───── PROVIDED ENTRIES ─────

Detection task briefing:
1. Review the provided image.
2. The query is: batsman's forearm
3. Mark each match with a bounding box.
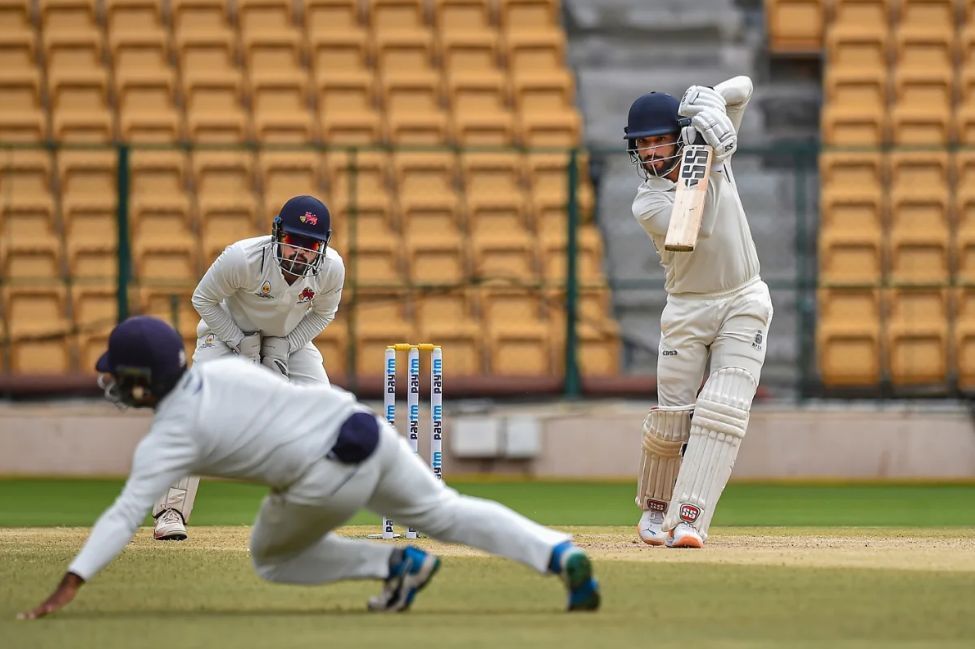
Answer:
[193,295,244,347]
[288,311,335,354]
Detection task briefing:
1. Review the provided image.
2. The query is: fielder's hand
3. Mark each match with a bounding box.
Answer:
[677,86,725,117]
[231,331,261,363]
[17,572,85,620]
[261,336,291,378]
[691,108,738,162]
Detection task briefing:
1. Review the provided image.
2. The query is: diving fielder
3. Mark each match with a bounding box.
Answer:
[152,196,345,541]
[624,77,772,548]
[21,316,599,619]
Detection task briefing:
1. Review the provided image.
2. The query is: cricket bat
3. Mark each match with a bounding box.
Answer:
[664,135,714,252]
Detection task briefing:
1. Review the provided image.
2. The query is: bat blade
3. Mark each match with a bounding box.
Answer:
[664,144,714,252]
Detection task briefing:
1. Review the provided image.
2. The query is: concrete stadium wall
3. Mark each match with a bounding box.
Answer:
[0,401,975,480]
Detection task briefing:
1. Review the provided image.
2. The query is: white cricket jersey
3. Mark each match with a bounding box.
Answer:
[633,77,761,295]
[193,236,345,352]
[69,357,368,580]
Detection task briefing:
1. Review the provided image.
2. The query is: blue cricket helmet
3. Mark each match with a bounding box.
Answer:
[95,316,186,407]
[623,92,689,140]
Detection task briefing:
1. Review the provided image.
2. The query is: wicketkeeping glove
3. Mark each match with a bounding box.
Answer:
[230,331,261,363]
[677,86,726,117]
[691,108,738,162]
[261,336,291,378]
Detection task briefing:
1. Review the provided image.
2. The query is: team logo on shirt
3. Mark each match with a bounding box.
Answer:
[254,280,274,300]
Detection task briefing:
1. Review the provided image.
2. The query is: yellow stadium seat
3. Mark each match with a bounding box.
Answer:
[116,73,183,142]
[433,0,494,34]
[192,150,255,222]
[823,65,887,112]
[374,30,434,79]
[383,73,447,145]
[133,247,200,285]
[886,289,949,386]
[0,149,54,216]
[325,151,393,211]
[471,230,539,282]
[57,150,118,222]
[170,0,230,35]
[366,0,428,33]
[0,0,33,33]
[897,0,957,31]
[765,0,824,52]
[816,288,882,387]
[439,31,500,78]
[832,0,891,31]
[894,25,957,71]
[39,0,98,34]
[176,31,239,75]
[303,0,362,34]
[821,104,888,147]
[309,32,372,76]
[129,149,190,218]
[236,0,295,34]
[406,233,469,284]
[498,0,562,33]
[71,283,118,372]
[3,284,73,374]
[251,76,317,144]
[258,151,322,214]
[241,30,307,83]
[541,224,603,285]
[504,30,565,74]
[140,286,200,338]
[953,285,975,391]
[826,23,889,70]
[105,0,165,35]
[50,75,115,142]
[183,75,251,143]
[511,70,575,115]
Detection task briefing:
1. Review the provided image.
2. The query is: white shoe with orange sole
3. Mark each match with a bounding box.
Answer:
[667,523,704,548]
[636,510,667,546]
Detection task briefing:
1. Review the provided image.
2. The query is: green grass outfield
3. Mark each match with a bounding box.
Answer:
[0,480,975,649]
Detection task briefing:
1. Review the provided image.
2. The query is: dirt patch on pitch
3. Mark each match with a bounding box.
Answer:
[0,526,975,572]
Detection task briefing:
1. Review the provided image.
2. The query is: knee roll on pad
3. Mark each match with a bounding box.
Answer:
[636,406,694,512]
[664,367,758,538]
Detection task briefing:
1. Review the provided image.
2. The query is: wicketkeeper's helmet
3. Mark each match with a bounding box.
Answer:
[95,316,186,408]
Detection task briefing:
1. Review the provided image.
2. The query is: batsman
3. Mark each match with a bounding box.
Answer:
[624,76,772,548]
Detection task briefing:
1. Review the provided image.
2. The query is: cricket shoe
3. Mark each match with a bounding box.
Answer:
[667,523,704,548]
[636,510,667,546]
[548,541,599,611]
[369,545,440,613]
[152,509,186,541]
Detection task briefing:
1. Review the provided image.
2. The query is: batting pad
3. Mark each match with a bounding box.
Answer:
[663,367,758,538]
[152,476,200,523]
[636,406,694,513]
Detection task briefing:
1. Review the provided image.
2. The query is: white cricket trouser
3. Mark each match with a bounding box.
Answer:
[251,421,569,584]
[657,279,772,406]
[152,335,331,521]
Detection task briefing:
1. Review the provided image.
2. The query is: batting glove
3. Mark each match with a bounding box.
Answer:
[230,331,261,363]
[261,336,291,378]
[691,108,738,162]
[677,86,726,117]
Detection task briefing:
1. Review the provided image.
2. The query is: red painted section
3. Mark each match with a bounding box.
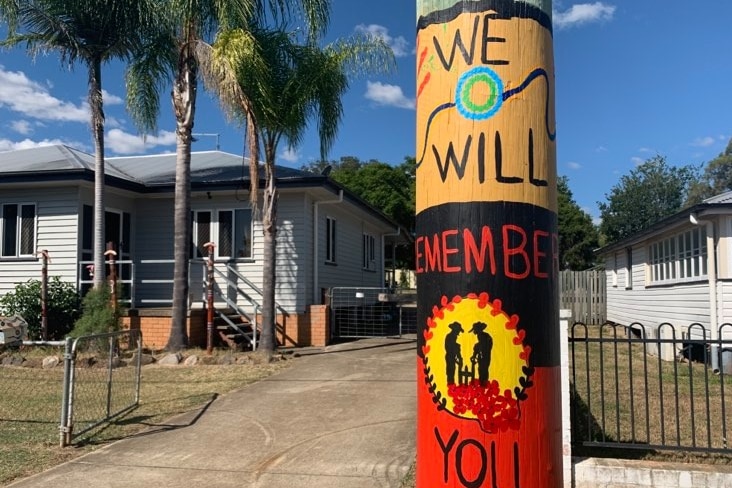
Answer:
[417,358,562,488]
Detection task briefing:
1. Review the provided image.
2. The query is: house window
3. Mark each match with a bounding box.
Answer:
[0,203,36,258]
[81,205,132,281]
[325,217,336,263]
[363,234,376,271]
[648,227,707,283]
[192,208,252,259]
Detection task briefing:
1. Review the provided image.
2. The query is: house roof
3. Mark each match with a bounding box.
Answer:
[595,191,732,255]
[0,144,406,237]
[0,145,324,188]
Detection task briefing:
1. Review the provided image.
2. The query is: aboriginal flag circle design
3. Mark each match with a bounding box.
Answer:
[455,66,503,120]
[422,293,533,433]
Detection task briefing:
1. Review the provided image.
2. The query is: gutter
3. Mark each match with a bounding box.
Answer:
[313,189,343,304]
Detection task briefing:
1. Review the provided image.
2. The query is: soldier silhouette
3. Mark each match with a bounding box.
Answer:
[445,322,463,385]
[470,322,493,386]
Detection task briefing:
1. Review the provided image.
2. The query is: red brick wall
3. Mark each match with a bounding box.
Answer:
[122,310,206,351]
[277,305,330,347]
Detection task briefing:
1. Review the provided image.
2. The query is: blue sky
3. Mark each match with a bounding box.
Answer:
[0,0,732,219]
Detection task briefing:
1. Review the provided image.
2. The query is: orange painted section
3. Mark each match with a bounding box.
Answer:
[417,359,562,488]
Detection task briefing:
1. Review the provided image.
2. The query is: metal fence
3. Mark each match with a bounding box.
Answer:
[60,330,142,447]
[569,323,732,454]
[328,287,417,338]
[0,330,142,447]
[0,348,64,443]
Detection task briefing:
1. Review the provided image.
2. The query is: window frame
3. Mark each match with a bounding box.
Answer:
[325,216,338,264]
[191,207,254,260]
[648,226,709,285]
[0,202,38,260]
[361,232,376,271]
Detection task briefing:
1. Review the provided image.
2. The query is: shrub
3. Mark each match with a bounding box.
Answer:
[69,286,122,337]
[0,276,80,340]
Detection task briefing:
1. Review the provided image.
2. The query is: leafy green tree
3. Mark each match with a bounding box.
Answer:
[598,155,698,242]
[127,0,330,351]
[0,0,155,287]
[302,156,416,231]
[210,27,393,356]
[686,139,732,206]
[0,276,80,340]
[557,176,599,271]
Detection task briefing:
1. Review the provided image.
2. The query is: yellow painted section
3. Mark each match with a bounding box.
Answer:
[416,12,556,213]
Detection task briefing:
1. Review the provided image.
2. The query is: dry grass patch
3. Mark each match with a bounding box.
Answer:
[0,352,291,486]
[570,326,732,464]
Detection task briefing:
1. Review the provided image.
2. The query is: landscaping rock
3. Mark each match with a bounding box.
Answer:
[236,356,254,364]
[218,354,236,366]
[130,352,155,366]
[158,352,183,366]
[42,356,61,369]
[3,356,25,366]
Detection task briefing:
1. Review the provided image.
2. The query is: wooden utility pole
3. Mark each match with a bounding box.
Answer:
[416,0,562,488]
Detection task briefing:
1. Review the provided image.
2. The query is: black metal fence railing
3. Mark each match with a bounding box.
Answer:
[328,287,417,338]
[569,323,732,453]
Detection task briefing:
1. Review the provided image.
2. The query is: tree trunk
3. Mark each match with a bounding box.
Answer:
[166,40,197,351]
[259,144,277,358]
[89,59,105,288]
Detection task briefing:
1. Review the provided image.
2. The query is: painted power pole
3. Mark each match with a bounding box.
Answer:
[416,0,562,488]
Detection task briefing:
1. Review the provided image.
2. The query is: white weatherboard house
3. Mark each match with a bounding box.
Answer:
[598,191,732,359]
[0,145,400,347]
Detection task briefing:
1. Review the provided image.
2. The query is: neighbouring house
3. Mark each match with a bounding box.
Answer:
[597,191,732,359]
[0,145,404,348]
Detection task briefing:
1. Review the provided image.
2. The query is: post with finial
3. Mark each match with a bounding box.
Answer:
[415,0,563,488]
[39,249,50,341]
[104,248,117,310]
[203,242,216,355]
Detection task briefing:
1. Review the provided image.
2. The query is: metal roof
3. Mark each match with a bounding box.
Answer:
[0,144,406,234]
[704,190,732,203]
[0,145,322,187]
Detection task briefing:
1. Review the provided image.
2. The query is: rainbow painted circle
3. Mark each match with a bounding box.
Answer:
[455,66,503,120]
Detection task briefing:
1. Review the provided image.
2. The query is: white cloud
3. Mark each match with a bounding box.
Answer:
[0,65,89,123]
[10,120,33,136]
[102,89,124,105]
[554,2,616,29]
[691,136,717,147]
[364,81,415,109]
[356,24,411,58]
[279,147,300,163]
[0,139,83,152]
[104,129,176,154]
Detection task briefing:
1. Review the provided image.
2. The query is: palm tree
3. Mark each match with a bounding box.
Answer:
[127,0,330,351]
[0,0,154,287]
[209,27,393,357]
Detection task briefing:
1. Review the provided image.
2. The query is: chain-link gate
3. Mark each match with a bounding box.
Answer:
[60,330,142,447]
[329,288,416,338]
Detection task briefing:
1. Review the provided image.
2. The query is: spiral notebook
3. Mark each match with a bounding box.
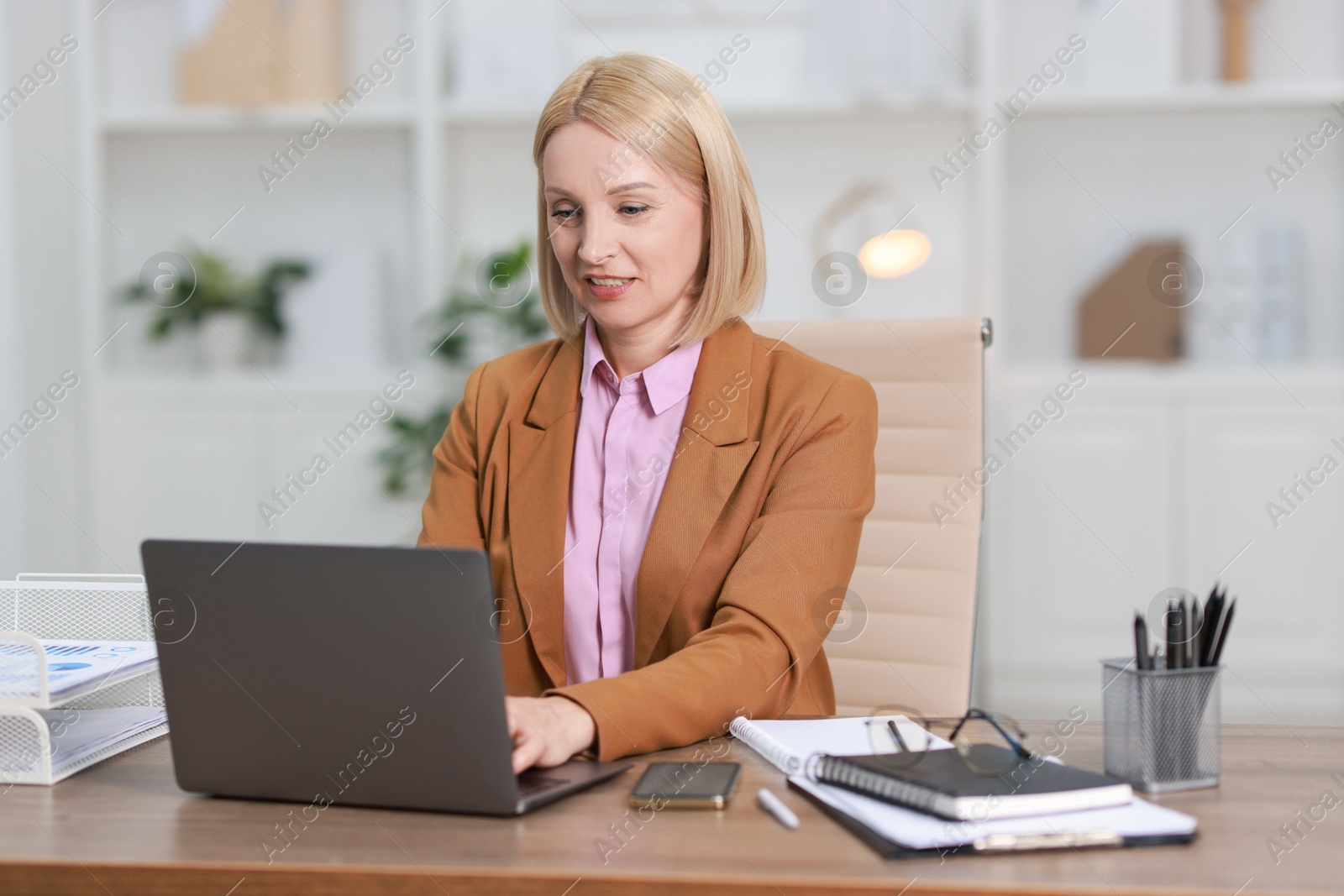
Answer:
[728,716,952,775]
[805,744,1134,820]
[728,716,1199,858]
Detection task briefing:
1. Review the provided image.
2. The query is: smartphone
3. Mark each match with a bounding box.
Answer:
[630,762,742,809]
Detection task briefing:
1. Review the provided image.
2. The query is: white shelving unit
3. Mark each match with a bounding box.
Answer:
[57,0,1344,721]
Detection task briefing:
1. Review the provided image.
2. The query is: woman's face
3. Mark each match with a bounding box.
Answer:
[542,123,706,334]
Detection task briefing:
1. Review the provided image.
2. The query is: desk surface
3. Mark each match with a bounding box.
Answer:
[0,720,1344,896]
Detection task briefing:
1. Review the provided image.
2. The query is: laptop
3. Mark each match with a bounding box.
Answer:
[139,538,632,815]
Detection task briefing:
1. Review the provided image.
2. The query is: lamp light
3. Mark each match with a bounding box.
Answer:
[811,181,932,278]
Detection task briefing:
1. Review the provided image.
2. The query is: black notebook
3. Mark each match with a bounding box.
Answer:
[809,744,1134,820]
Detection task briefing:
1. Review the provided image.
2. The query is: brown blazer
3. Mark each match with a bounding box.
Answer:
[419,320,878,759]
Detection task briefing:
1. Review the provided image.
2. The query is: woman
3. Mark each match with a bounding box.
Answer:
[419,54,878,771]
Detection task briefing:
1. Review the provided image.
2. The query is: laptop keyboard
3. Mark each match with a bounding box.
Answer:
[517,773,573,799]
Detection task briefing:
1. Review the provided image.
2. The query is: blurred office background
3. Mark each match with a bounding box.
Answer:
[0,0,1344,726]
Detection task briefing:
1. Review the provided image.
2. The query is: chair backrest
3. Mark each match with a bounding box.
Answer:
[750,317,990,716]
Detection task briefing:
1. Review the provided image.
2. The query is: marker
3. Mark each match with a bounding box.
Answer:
[757,787,798,831]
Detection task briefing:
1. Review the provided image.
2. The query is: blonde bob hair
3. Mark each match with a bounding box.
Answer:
[533,52,764,348]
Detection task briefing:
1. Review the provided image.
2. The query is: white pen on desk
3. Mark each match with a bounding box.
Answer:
[757,787,798,831]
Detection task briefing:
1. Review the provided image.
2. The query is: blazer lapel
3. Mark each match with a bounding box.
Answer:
[508,320,761,686]
[628,320,761,669]
[508,333,583,686]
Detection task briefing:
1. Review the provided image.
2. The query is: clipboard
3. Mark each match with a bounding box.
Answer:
[789,779,1199,861]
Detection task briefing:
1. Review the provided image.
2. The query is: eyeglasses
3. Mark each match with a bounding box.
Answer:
[867,705,1035,775]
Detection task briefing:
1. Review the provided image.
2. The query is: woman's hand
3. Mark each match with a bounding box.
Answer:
[504,697,596,773]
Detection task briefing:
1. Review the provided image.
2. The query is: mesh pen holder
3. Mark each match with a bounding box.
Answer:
[1100,658,1221,794]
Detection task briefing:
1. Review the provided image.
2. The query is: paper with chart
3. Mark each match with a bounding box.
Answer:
[0,639,159,699]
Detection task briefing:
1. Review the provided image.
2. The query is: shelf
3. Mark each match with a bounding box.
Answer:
[1021,81,1344,116]
[98,105,415,134]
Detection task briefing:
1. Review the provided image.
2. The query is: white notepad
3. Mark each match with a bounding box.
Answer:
[789,775,1199,849]
[728,716,952,775]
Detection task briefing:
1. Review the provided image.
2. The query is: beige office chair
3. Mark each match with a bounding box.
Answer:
[750,317,992,716]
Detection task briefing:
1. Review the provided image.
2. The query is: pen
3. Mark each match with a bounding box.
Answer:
[1163,598,1180,669]
[1185,596,1205,666]
[1134,612,1153,669]
[757,787,798,831]
[1176,598,1189,669]
[1208,598,1236,666]
[1200,584,1223,666]
[887,719,910,752]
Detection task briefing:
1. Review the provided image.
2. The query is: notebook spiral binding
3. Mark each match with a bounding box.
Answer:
[806,753,939,813]
[728,716,801,775]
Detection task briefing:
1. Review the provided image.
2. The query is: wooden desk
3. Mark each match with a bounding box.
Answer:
[0,720,1344,896]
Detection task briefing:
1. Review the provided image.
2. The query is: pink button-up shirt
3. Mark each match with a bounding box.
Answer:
[564,316,701,684]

─────

### BRIEF
Find every line in the items above that contains the string "helmet", and copy each one. Case counts.

### TASK OUTPUT
2. The query is: blue cricket helmet
2. The query is: wicketkeeper's helmet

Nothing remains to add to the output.